Grieving: “You never feel ok,” says Decca Aitkenhead

Two years ago, on a family holiday in Jamaica, Guardian journalist Decca Aitkenhead’s husband Tony drowned while saving their four-year-old son. A year later, she was diagnosed with cancer. She discusses survivor’s guilt, desperately grieving and not living every day like it’s her last… 

In the second of two interviews, Decca tells us about the moment she lost her partner – and the father of her boys – Tony on a family holiday in Jamaica. She also discusses life back at the farmhouse in Kent that she and Tony had relocated the family to just a year earlier, and how losing Tony – teamed with her breast cancer diagnosis – changed her perspective on life. She remains in Kent with their sons Jake, six, and Joe, five.

“It happened on 4th May 2014. I blamed myself in the initial aftermath, I couldn’t control it because while the rational part of my brain said it was raving gibberish, the irrational side said: if you’d never moved to that street where he lived, he’d be alive. Or if I’d swum back into sea, I could have got him before he drowned. Of course, it was palpable nonsense – the fisherman were in the water and they couldn’t save him. But logic goes completely out of the window; the brain has no interest in logic or reason.

I stopped blaming myself when I realised that what feels and sounds like guilt is actually your mind inventing alternative fantasy scenarios. Survivor’s guilt – if only I’d done this, that – is about inventing a new reality. You only have to twist the narrative a tiny bit so that in your head there’s a different outcome, where Tony doesn’t have to die. You’re happy to blame yourself if you get a version of events in your head that tells you he could still be alive.

════════════════════

Problem requirements:
Resume the interview with Decca Aitkenhead about grieving, picking up after its final sentence. The listing has no connection to the passage above it.

Items listed in a dataset:

════════════════════

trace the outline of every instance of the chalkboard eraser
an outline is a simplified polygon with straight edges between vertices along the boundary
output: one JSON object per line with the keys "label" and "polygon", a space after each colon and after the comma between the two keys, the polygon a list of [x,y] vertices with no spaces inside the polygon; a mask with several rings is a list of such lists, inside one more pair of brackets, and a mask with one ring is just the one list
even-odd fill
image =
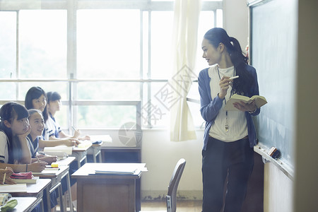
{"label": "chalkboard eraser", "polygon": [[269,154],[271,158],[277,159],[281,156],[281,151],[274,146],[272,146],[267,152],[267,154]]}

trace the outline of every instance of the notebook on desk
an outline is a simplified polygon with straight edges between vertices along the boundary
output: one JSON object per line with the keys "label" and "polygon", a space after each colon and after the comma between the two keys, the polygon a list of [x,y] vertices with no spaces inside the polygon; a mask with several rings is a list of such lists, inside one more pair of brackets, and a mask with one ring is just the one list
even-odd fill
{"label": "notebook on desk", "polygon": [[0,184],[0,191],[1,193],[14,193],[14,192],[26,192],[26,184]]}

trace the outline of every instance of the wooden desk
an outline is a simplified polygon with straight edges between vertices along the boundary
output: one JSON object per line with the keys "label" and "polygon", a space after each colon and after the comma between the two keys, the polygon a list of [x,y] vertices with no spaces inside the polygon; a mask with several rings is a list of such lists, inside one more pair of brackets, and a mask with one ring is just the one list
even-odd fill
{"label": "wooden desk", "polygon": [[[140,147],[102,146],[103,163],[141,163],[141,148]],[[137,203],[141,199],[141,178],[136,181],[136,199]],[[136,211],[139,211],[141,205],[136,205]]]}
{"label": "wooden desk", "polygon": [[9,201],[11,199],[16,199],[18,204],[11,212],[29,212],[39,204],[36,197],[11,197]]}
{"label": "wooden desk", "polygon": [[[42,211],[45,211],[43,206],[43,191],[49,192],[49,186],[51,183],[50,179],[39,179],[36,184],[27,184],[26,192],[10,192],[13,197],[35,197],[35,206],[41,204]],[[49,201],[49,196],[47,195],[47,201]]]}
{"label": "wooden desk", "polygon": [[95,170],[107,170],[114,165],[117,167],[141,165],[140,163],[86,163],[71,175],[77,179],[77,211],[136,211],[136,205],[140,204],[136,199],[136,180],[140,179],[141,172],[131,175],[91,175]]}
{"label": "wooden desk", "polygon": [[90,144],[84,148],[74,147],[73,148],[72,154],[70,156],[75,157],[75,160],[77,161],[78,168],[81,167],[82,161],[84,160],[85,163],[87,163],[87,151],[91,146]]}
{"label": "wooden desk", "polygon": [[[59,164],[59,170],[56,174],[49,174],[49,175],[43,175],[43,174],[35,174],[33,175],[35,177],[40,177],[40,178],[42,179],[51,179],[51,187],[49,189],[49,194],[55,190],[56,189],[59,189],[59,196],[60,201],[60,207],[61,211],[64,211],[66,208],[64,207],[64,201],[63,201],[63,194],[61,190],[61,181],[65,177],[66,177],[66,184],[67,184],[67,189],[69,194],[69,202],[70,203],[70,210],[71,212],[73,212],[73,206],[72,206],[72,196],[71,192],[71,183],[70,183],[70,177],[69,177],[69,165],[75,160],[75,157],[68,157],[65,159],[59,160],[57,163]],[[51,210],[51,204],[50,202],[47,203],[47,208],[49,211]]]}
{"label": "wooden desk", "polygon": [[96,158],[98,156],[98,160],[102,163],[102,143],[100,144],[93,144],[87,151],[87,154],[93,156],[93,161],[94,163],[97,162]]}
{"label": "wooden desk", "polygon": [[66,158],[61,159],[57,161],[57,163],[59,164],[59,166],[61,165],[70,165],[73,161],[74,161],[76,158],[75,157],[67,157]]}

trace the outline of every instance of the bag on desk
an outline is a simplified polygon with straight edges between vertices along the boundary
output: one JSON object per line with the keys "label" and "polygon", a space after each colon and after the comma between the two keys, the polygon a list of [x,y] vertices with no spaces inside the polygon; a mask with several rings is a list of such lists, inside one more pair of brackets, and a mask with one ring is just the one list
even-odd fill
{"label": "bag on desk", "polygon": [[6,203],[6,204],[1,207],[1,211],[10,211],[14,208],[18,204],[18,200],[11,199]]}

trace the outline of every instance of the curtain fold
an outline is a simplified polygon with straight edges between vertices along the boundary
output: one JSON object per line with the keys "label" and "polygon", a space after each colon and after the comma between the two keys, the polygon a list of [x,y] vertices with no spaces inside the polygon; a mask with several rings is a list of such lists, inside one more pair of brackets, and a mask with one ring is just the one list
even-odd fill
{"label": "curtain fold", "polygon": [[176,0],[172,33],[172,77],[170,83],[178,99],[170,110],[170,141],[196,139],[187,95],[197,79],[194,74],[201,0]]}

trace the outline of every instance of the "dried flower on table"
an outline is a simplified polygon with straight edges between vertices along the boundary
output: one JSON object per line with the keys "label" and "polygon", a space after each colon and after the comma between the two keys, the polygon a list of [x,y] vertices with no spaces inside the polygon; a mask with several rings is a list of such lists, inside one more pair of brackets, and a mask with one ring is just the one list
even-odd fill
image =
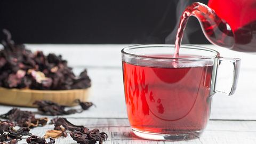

════════════════════

Task output:
Grieving starts with acceptance

I’ll never forget my brother holding my hand, and saying: there was nothing you could have done. I remember realising he was telling the truth, then thinking: where is the relief; I should feel flooded with it. But I feel much, much worse than I did 60 seconds ago when I thought it was my fault. Now I was having to accept that he was dead. And my mind went back to the scene on the beach, exactly like a stage set, with someone turning down the lights, to complete darkness. And the play is over. Survivors’ guilt is about saying: the story is still going! It just needs to be tweaked. It was easier for me to do this than for my son, Jake, because he was only four.

At the weekend, we were talking about Tony and my younger son said: “Whose fault is it that he died?”. Jake’s answer, for the first time, was: “Joe – it was the sea’s fault”. Instead of saying it was his fault. It was the most amazing, heart-stopping moment to hear him saying that so calmly, while sat in the car. Then the next second they were playing Batman. I don’t know if that will be his answer next time, though, as it’s always in flux.

When we returned home from Jamaica, two years ago, I really couldn’t cope. For the first five weeks, my brother Tom moved in – partly to help with the funeral plans. Then my friends and family organised a visitors’ rota so that we were never alone. It wasn’t until late August, three months later, that we had our first night just the three of us together without anybody staying.

People from the boys’ nursery were incredible. We hadn’t been here long, but people were amazing. All those clichés about the strength of rural communities were confirmed. It would have been easier to be in London where I’d lived for years, in some ways, but I don’t think someone from my local pub would have mowed the lawn, or left lasagne on the doorstep. London nursery owners probably wouldn’t have come to clean the house.

Our builders were also amazing. They’d been renovating for me and Tony. But suddenly we returned from Jamaica and everything was different. They were great: they got on with the project and made decisions. When I could barely clean my teeth, it was impossible to make decisions about architrave. One of the builders feels like part of the family; I felt so indebted to him, he now uses one of our barns as a workshop. It’s nice for boys to have a bloke around with tools.

I’ve always been a tomboy; I’ve never been very girly, and Tony – despite having the image of a tough guy – was the one in the kitchen making Sunday roast, bathing the boys, mopping floors. So I’d never thought of us as having defined gender roles. But once he’d gone, there was the horror of discovering that I didn’t know how to chop wood or mow the lawn – I didn’t know how to operate the lawnmower. There was a great big list of things I realised I didn’t know how to do. Blokey stuff.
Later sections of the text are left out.